The survey was conducted by the Centre for Social Change, at the University of Johannesburg (UJ) in collaboration with the Developmental, Ethical, and Capable State research division of the HSRC.
The sample data and results were collected between June 25 and July 12 surveying roughly 7 631 participants.
The recent findings indicate that vaccine acceptance in South Africa has increased from 67% to 72%, with younger persons being less likely to accept the vaccine than older persons.
In that, the acceptance rate for persons above 55 years of age had increased by 11% to 85%, while for persons between 18 to 24 years of age the numbers had declined by 8% to only 55% of youngsters being willing to take the jab.
And while the acceptance of the Covid-19 vaccine amongst white adults had taken a knock moving from 56% in the third round of the survey to only 52%, the number of black adults had increased from 69% to 75%.
Notwithstanding these figures, researchers said white adults were more likely than black adults to have been vaccinated.
Researchers also picked up that the most common self-reported explanations regarding the vaccine hesitancy included concerns about the vaccine's side effects and its overall efficacy.
Professor Kate Alexander, the South African Research Chair in Social Change at UJ, said the recent results fell short of the government's 80% target, and with only about 20% of adults having received one shot of the vaccine, the country faced a considerable challenge.
Alexander said they found there were more people with medical aid as well as those with cars being twice as likely to be vaccinated, something which spoke to the prevailing inequality in the country.
"There were no complaints about better off people getting themselves vaccinated as they did so within the rules, but if poor people had the same kind of access as those with cars far more people would have been vaccinated."
She added that although there were more vaccines available and more people coming forward, the challenges picked up in the recent survey highlighted the importance of access and getting vaccines to the people as envisioned.
"There is an imbalance between rural areas and black urban areas with the worst off being those in the poorest parts of the country, this aspect of inequality and lack of access requires we would argue urgent attention."
Interestingly the survey found that whilst vaccine acceptance had declined among DA and EFF supporters, the latter had indicated that more ANC voters were accepting of a vaccination.
The results also indicated that although there were a few disparities when it came to gender differences and their explanations of hesitancy, it was noticed that women were more concerned about the side effects compared to men.

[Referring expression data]
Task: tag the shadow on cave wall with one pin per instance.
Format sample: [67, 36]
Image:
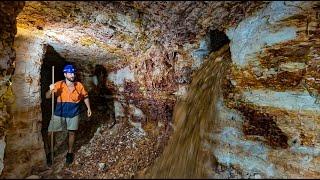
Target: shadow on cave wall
[102, 106]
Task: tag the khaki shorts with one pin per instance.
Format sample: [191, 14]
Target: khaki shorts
[62, 123]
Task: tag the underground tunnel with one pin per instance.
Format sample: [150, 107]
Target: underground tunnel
[177, 89]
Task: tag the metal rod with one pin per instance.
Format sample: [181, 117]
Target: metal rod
[52, 108]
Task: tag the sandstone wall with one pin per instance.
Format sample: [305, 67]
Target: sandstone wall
[25, 149]
[269, 121]
[8, 13]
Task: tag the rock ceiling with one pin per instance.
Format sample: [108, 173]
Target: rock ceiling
[102, 31]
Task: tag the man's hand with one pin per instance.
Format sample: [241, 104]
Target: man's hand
[89, 112]
[51, 87]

TASK TO COMPLETE> Please give the dates between which the vaccine survey collected its sample data.

SOLUTION TO THIS PROBLEM> Between June 25 and July 12.